*TEXT SEGMENT*.

The Student Room Group

/ Making friends in second year

Hey,

I've just finished my first year of uni doing history at a London uni.

Basically, I feel like I've been left behind socially. So I'm in a friendship group with about 10 girls and I'm only really close to three of them. The others are friendly and I can have casual conversations with them, but we don't really get on like that. It often seems like I'm forcing the friendship with them just because we're in the same 'friendship group'. I tried to make an effort with them, but it seems like they don't want to make an effort back. I only see them if I am at uni and they rarely contact me outside, so hardly what I would call "proper" friends if you know what I mean, not really close to them.

I feel like I tried so hard to make friends at the beginning of the uni because during school I didn't really have many friends. Even now I only have two friends from school. I thought uni was going to be my fresh start, where I meet loads of people and make loads of friends.

I went to socials, meet and greets etc. but nothing really came of it from the people I met and I ended up sticking to the two friends who I'm close to now just because we were on the same campus. However, I feel so lonely. They have other friendship groups within uni and outside uni and I feel as if they're my only friends.

I don't really have many friends on my course, just people I know, but wouldn't really class them as friends. Obviously, with the whole corona thing going on, my first year was cut short and going back into September I know it's going to be so different and harder to make friends.

Also, I'm a Muslim Asian girl, so I don't really go out clubbing and drinking. Also, I don't know if I'm just self-conscious but I feel like people are always judging me and don't want to be friends me. I tend to be quite reserved when you meet me, but once you get to know me I'm the total opposite and I feel like people just don't want to make the effort with me even when I make the effort with them. Like during freshers I met so many people, and I would always be the one to make an effort with them.

So yeah, what I really crave is a close set of friends, that I can relate to a bit more, people who actually want to be friends, not just for the sake of it because we're in the same group. I feel like it's going to be so difficult with everyone having formed their friendship groups it's going to be hard to fit in. Does anyone have any advice? I feel like I'm back to square one :frown:
Hi, I've had a similar experience. When the majority of my friends left to go to a different school I felt as though I started a new school. I did have one friend but she had her own friend group and although she attempted to include me I found it hard to connect to her friends. It felt like I only had friends in class. I spent the entire year struggling to find friends I could connect to.

What helped me in my last year of sixth form find some amazing friends is to join clubs and find mutual interests with people. I am quite quiet and I find it hard to approach people. I pushed myself to join different clubs and eventually found some nice people who were like-minded and we had similar interests. As I spent more time with these people during the club naturally a friendship formed.

My advice would be to try different societies your uni offers you? Don't be scared to approach people and find common interests with other people.

I don't think it's ever too late to form friendships. Although some friendships may have already formed nice people will be nice enough to include new friends. The friends I met through my club were already friends with each other and had known one another for years although I was the "new person" they never made me feel excluded. If something seems one-sided I don't think its worth spending your effort on people who don't treat you the way you deserve.

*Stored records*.

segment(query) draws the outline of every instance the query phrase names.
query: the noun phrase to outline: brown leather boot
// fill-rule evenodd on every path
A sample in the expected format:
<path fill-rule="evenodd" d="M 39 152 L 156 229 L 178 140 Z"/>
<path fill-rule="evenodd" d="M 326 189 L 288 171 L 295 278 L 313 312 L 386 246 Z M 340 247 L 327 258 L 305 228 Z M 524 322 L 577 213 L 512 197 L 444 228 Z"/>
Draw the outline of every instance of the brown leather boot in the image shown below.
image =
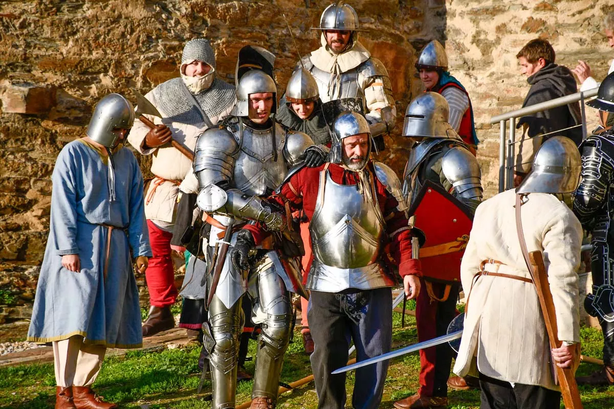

*STUDY QUESTIONS*.
(a) Set down the passage of the forum thread on making friends in second year of university, everything from "The Student Room" down to "close to them.".
(b) Carry the forum thread on making friends in second year of university onward, starting after its last sentence.

*ANSWERS TO THE EXERCISE*.
(a)
The Student Room Group

/ Making friends in second year

Hey,

I've just finished my first year of uni doing history at a London uni.

Basically, I feel like I've been left behind socially. So I'm in a friendship group with about 10 girls and I'm only really close to three of them. The others are friendly and I can have casual conversations with them, but we don't really get on like that. It often seems like I'm forcing the friendship with them just because we're in the same 'friendship group'. I tried to make an effort with them, but it seems like they don't want to make an effort back. I only see them if I am at uni and they rarely contact me outside, so hardly what I would call "proper" friends if you know what I mean, not really close to them.

(b)
I'm starting uni this year and I'm nervous about making friends too especially since my cohort size is very small.

I really hope everything works out for you! It must be hard especially with the pandemic. Wishing you the best of luck with everything.
Reply 2
Original post by Anonymous
Hi, I've had a similar experience. When the majority of my friends left to go to a different school I felt as though I started a new school. I did have one friend but she had her own friend group and although she attempted to include me I found it hard to connect to her friends. It felt like I only had friends in class. I spent the entire year struggling to find friends I could connect to.

What helped me in my last year of sixth form find some amazing friends is to join clubs and find mutual interests with people. I am quite quiet and I find it hard to approach people. I pushed myself to join different clubs and eventually found some nice people who were like-minded and we had similar interests. As I spent more time with these people during the club naturally a friendship formed.

My advice would be to try different societies your uni offers you? Don't be scared to approach people and find common interests with other people.

I don't think it's ever too late to form friendships. Although some friendships may have already formed nice people will be nice enough to include new friends. The friends I met through my club were already friends with each other and had known one another for years although I was the "new person" they never made me feel excluded. If something seems one-sided I don't think its worth spending your effort on people who don't treat you the way you deserve.

I'm starting uni this year and I'm nervous about making friends too especially since my cohort size is very small.

I really hope everything works out for you! It must be hard especially with the pandemic. Wishing you the best of luck with everything.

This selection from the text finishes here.